* Begin MATERIAL FOR THE TASK *

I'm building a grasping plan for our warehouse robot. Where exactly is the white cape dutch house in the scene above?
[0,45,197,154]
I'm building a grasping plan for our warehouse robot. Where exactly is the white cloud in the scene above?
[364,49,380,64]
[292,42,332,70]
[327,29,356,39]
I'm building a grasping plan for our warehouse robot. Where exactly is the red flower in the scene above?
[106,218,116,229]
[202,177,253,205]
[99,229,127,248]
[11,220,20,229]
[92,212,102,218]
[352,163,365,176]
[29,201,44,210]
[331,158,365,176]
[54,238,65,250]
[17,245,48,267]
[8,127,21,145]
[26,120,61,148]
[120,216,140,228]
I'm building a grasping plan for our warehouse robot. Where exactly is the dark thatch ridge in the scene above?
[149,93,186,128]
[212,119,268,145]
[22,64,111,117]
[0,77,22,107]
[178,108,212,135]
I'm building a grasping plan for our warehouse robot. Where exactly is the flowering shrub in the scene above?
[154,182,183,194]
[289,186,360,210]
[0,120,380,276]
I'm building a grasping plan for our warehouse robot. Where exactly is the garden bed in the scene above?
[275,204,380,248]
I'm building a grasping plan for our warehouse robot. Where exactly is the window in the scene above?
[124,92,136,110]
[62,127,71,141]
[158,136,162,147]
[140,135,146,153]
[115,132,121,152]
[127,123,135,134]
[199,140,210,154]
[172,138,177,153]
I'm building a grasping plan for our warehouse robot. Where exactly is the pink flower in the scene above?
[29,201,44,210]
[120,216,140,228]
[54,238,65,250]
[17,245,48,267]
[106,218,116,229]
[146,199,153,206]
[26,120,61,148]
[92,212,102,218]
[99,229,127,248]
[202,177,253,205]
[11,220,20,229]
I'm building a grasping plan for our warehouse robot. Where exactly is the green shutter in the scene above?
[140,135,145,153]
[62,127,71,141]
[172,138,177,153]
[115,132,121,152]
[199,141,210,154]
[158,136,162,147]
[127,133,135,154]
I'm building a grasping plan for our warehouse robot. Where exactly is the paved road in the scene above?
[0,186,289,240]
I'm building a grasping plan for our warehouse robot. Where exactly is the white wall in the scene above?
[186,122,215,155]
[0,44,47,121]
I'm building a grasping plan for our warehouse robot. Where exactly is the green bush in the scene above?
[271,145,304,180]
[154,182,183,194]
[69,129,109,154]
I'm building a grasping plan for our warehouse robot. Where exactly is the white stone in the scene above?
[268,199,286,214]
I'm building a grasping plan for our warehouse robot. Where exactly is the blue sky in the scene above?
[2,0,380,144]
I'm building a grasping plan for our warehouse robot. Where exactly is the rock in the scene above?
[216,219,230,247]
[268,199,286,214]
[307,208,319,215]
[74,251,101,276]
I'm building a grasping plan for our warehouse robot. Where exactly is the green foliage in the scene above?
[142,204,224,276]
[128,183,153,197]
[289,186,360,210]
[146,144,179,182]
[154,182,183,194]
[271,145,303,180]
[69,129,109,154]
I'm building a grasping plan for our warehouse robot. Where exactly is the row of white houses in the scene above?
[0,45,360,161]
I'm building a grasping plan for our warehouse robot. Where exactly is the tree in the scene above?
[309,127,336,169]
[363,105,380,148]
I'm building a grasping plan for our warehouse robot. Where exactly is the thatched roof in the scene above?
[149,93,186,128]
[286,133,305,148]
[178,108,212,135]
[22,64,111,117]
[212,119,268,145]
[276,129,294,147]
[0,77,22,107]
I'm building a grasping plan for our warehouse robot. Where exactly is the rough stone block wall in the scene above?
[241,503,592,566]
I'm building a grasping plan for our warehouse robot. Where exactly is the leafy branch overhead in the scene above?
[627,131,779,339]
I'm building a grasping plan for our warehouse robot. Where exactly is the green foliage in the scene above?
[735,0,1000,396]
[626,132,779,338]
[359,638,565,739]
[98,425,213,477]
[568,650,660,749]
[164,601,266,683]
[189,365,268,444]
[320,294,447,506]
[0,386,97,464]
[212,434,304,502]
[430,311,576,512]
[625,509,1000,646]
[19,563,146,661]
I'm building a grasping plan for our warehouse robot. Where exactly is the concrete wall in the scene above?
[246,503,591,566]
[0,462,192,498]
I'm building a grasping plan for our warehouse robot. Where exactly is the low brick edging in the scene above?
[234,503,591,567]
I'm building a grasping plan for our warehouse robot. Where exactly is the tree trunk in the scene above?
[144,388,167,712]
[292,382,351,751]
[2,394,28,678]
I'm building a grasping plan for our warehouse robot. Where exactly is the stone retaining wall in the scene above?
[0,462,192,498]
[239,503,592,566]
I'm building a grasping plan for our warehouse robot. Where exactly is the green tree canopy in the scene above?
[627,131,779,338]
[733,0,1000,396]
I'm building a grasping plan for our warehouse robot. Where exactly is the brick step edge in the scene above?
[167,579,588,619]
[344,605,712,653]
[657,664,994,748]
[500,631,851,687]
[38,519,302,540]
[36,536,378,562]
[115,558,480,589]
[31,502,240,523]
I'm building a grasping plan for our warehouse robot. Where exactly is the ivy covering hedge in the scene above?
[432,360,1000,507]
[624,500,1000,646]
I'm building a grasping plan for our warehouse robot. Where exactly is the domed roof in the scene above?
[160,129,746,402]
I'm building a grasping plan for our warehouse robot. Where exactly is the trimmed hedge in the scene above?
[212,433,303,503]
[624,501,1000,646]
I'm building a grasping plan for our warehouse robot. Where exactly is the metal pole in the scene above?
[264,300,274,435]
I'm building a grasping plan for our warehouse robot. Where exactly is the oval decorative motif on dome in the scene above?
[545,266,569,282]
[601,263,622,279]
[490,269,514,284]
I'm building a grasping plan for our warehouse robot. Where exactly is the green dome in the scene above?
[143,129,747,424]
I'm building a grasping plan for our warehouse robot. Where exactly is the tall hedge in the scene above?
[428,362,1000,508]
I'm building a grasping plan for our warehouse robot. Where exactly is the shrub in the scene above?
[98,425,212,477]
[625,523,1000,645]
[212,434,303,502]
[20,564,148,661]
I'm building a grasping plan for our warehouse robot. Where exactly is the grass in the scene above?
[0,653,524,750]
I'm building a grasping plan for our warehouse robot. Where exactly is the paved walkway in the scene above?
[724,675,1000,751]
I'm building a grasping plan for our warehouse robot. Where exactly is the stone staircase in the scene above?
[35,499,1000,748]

* End MATERIAL FOR THE TASK *

> [EXERCISE GOAL] Reproduce the material above in full, replacing every occurrence of "warehouse robot" with "delivery drone" and leaving everything else unchanged.

> [OUTPUT FOR THIS EXERCISE]
I'm building a grasping plan for our delivery drone. Where exactly is the white cape dutch house in the scene above?
[0,45,197,154]
I'm building a grasping plan for our delivery drone. Where exactly is the white cloud in the scene above?
[364,49,380,64]
[292,42,332,70]
[327,29,356,39]
I'm building a grasping plan for our delivery drone. Where exactly is the red flower in the scene above?
[106,218,116,229]
[202,177,253,205]
[99,229,127,248]
[11,220,20,229]
[92,212,102,218]
[352,163,365,176]
[29,201,44,210]
[331,158,365,176]
[54,238,65,250]
[17,245,48,267]
[8,127,21,145]
[26,120,61,148]
[120,216,140,228]
I'm building a grasping plan for our delivery drone. Where exactly is the dark thatch ridge in the scene above?
[149,93,186,128]
[212,119,268,145]
[22,64,111,117]
[0,77,22,107]
[178,108,212,135]
I'm building a grasping plan for our delivery drone. Where exactly is the flowering shrub in the scene above?
[154,182,183,194]
[289,186,360,210]
[0,120,380,276]
I'm building a grasping plan for our delivery drone. Where exactly is the garden bed in the scene above?
[275,204,380,248]
I'm building a grasping plan for our delivery drone. Where exactly is the window in the scene above?
[124,92,136,110]
[62,127,71,141]
[158,136,162,147]
[140,135,146,153]
[115,132,121,152]
[127,123,135,134]
[199,140,210,154]
[172,138,177,153]
I'm building a grasping plan for our delivery drone. Where exactly is the pink flower in the scene above?
[29,201,44,210]
[120,216,140,228]
[54,238,65,250]
[17,245,48,267]
[106,218,116,229]
[146,199,153,206]
[26,120,61,148]
[92,212,102,218]
[99,229,127,248]
[202,177,253,205]
[11,220,20,229]
I'm building a grasping plan for our delivery drone. Where exactly is the green shutter in the scene above?
[140,135,145,153]
[62,127,71,141]
[172,138,177,153]
[115,132,121,152]
[199,141,210,154]
[158,136,162,147]
[127,133,135,154]
I'm building a grasping plan for our delivery drone. Where exactly is the paved road in the scene above?
[0,186,289,240]
I'm building a grasping plan for our delivery drone. Where exactly is the white wall in the scene above?
[186,122,215,155]
[0,44,47,121]
I'm building a grasping plan for our delivery drone. Where exactly is the green bush in the scene above?
[271,145,304,180]
[154,182,183,194]
[69,129,109,154]
I'm building a grasping plan for our delivery drone. Where exactly is the white stone in the scene above?
[268,199,286,214]
I'm building a grasping plan for our delivery drone. Where exactly is the blue sky in the scene above?
[2,0,380,144]
I'm building a grasping plan for our delivery drone. Where exactly is the rock in the scene above?
[216,219,230,247]
[268,199,286,214]
[307,208,319,215]
[74,251,101,276]
I'm building a grasping plan for our delivery drone. Where exactly is the green foliage in the scene above?
[142,204,224,276]
[128,183,153,197]
[289,186,360,210]
[146,144,179,182]
[154,182,183,194]
[271,145,303,180]
[69,129,109,154]
I'm building a grasping plan for our delivery drone. Where exactly is the row of white houses in the scene above?
[0,45,360,161]
I'm building a grasping plan for our delivery drone. Where exactly is the tree in the scene above?
[309,127,336,169]
[363,105,380,148]
I'm building a grasping plan for our delivery drone. Where exactly is the thatched roof in the scene above?
[149,93,186,128]
[286,133,305,148]
[178,108,212,135]
[22,64,111,117]
[212,119,268,145]
[276,129,294,147]
[0,77,22,107]
I'm building a grasping plan for our delivery drone. Where exactly is the rough stone block wall in the scene above?
[241,503,592,566]
I'm building a grasping plan for our delivery drone. Where exactly is the leafy branch overhead in the scene above?
[627,131,779,339]
I'm building a grasping plan for our delivery drone. Where exactly is the green foliage in the scene above?
[735,0,1000,396]
[626,132,779,338]
[359,638,565,739]
[98,425,213,477]
[568,650,660,749]
[164,601,266,683]
[189,365,268,444]
[320,294,447,506]
[0,386,97,464]
[212,434,304,502]
[430,311,576,512]
[625,509,1000,646]
[19,563,146,661]
I'm building a grasping plan for our delivery drone. Where exactly is the concrete wall in the scene above?
[246,503,591,566]
[0,462,192,498]
I'm building a grasping plan for our delivery drone. Where exactly is the low brick edging in the scene above?
[234,503,591,567]
I'm building a grasping plan for our delivery drone. Where exactly is the tree trunk in the scene above?
[144,388,167,712]
[292,382,351,751]
[2,394,28,678]
I'm building a grasping plan for our delivery drone. Where exactly is the stone retaining wall in the scene above?
[0,462,192,498]
[239,503,592,566]
I'm building a grasping plan for our delivery drone. Where exactly is the green tree canopy in the scene above?
[627,131,779,338]
[733,0,1000,396]
I'm building a grasping plan for our delivery drone. Where exactly is the brick step edge in the scene above?
[167,579,588,619]
[344,605,712,653]
[657,664,994,748]
[500,631,851,687]
[38,519,302,540]
[36,536,378,562]
[115,558,480,589]
[31,502,240,523]
I'm building a grasping plan for our delivery drone. Where exactly is the ivy covering hedge in the scene above?
[432,360,1000,507]
[624,500,1000,646]
I'm building a grasping plan for our delivery drone. Where exactly is the domed roof in the scene above?
[160,129,746,402]
I'm building a grasping plan for our delivery drone. Where exactly is the trimmed hedge in the scene above?
[212,433,303,503]
[624,501,1000,646]
I'm building a grasping plan for our delivery drone. Where exactly is the metal pole in the scene above?
[264,300,274,435]
I'm building a grasping plan for our delivery drone. Where exactly is the oval decorative motif on dome in the scene above?
[545,266,569,282]
[601,263,622,279]
[490,269,514,284]
I'm building a grasping plan for our delivery drone. Where exactly is the green dome in the scene above?
[143,129,747,424]
I'm building a grasping plan for our delivery drone. Where exactly is the tall hedge in the scene above?
[428,362,1000,508]
I'm building a grasping plan for our delivery drone. Where exactly is the shrub in the scene above?
[98,425,212,477]
[625,523,1000,645]
[212,434,303,502]
[20,564,148,661]
I'm building a grasping plan for our delivery drone. Where exactly is the grass in the scene above?
[0,653,524,750]
I'm building a grasping plan for our delivery drone. Where exactly is the paved walkway in the scene above?
[724,675,1000,751]
I'm building a grasping plan for our delivery drone. Where exactly is the stone staircase in the scene above?
[35,499,1000,748]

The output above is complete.